# Instruction:
Begin at the line that contains "the person's arm" and stop at the end of the material. Reproduce every line in that span, requests included, with each coordinate value in the answers shifted by -36.

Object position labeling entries
— start —
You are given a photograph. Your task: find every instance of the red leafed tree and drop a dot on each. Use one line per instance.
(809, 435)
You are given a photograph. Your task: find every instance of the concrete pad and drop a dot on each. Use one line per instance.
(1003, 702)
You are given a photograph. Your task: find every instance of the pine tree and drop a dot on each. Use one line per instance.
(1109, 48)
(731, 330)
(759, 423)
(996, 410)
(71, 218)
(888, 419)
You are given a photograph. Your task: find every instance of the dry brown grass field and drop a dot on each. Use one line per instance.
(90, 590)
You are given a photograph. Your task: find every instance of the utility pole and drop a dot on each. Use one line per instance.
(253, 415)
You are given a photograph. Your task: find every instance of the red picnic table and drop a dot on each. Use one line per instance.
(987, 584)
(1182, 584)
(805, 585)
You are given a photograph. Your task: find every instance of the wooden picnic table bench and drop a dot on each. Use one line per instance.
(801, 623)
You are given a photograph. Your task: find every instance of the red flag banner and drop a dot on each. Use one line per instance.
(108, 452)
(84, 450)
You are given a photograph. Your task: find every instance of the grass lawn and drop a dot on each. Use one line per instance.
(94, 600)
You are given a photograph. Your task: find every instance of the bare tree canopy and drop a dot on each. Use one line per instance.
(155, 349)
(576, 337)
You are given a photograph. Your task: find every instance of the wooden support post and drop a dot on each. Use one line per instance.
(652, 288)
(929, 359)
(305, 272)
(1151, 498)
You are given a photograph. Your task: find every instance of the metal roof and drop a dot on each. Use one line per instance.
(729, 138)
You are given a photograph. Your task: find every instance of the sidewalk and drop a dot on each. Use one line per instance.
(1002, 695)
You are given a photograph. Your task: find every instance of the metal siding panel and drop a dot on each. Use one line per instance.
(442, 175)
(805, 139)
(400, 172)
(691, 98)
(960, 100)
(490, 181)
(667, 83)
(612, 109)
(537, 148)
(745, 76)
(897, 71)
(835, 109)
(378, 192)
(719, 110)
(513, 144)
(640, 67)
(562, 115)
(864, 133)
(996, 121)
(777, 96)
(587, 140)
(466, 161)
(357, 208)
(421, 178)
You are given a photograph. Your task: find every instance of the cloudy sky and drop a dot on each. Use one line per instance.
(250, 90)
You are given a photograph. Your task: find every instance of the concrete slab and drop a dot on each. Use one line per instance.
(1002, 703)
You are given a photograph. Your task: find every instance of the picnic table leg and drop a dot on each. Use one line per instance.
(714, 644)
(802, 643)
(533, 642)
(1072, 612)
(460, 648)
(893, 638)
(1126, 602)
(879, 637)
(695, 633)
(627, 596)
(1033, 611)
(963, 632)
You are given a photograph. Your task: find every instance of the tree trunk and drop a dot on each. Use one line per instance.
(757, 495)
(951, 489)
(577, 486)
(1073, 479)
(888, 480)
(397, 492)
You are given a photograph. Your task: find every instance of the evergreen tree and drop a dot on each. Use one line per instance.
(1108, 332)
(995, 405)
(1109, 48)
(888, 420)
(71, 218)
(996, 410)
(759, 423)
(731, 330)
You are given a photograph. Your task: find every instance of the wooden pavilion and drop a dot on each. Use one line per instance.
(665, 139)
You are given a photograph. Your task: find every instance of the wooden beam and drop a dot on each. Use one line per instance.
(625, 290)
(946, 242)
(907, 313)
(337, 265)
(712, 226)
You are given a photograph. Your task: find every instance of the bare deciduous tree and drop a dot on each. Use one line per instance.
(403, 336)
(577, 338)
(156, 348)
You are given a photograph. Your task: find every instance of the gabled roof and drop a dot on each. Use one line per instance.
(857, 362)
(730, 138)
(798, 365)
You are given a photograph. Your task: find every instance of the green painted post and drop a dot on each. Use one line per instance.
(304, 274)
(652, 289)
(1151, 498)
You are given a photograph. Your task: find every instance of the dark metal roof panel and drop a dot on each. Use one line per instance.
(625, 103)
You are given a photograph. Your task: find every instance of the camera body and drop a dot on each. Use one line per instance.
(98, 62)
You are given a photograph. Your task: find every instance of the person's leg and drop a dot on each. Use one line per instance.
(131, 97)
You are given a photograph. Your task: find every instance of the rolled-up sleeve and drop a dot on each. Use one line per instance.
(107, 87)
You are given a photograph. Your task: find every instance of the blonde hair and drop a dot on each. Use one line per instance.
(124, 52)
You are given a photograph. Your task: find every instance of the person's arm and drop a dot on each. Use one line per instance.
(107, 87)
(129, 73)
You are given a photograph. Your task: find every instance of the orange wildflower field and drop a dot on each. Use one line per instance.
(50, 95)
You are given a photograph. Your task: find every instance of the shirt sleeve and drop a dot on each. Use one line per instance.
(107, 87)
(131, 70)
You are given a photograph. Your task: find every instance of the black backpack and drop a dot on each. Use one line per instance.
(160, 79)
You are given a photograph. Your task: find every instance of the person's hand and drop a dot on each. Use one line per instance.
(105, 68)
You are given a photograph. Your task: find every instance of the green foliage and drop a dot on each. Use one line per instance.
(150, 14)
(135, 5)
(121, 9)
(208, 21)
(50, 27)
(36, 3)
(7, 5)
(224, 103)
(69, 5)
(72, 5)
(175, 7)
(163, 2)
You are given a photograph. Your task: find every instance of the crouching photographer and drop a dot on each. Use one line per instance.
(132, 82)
— end —
# Correct answer:
You are given a photograph. Your task: find every instance of the person's arm and drop a dot on each. Use one line per instance.
(71, 51)
(93, 37)
You are given a photograph. Your task: find every instance of the orange wildflower field and drop a dot on each. Use one line per instance.
(14, 59)
You are given a photograph. Your task: find every instance of the shirt sleeve and drop a dot on each. Use one line per instance.
(71, 51)
(95, 34)
You are given a photograph. Your task: find every instance of the black backpack and drop a dot on each. Use one line per instance.
(124, 43)
You are given a photograph. Your task: find every instance of the person's hand and drop a dot on each. Use one line per instance.
(69, 32)
You are given a photograph. Your task: find every instance of the green foliage and drop a dot on each. Use one line per instance.
(114, -22)
(99, -31)
(85, -27)
(172, -15)
(14, -9)
(0, -33)
(-29, -31)
(188, 67)
(33, -31)
(36, -31)
(139, -29)
(127, -34)
You are given a photograph. Your task: find every instance of the crouching photographer and drop a dot on each. Use one line per instance.
(96, 46)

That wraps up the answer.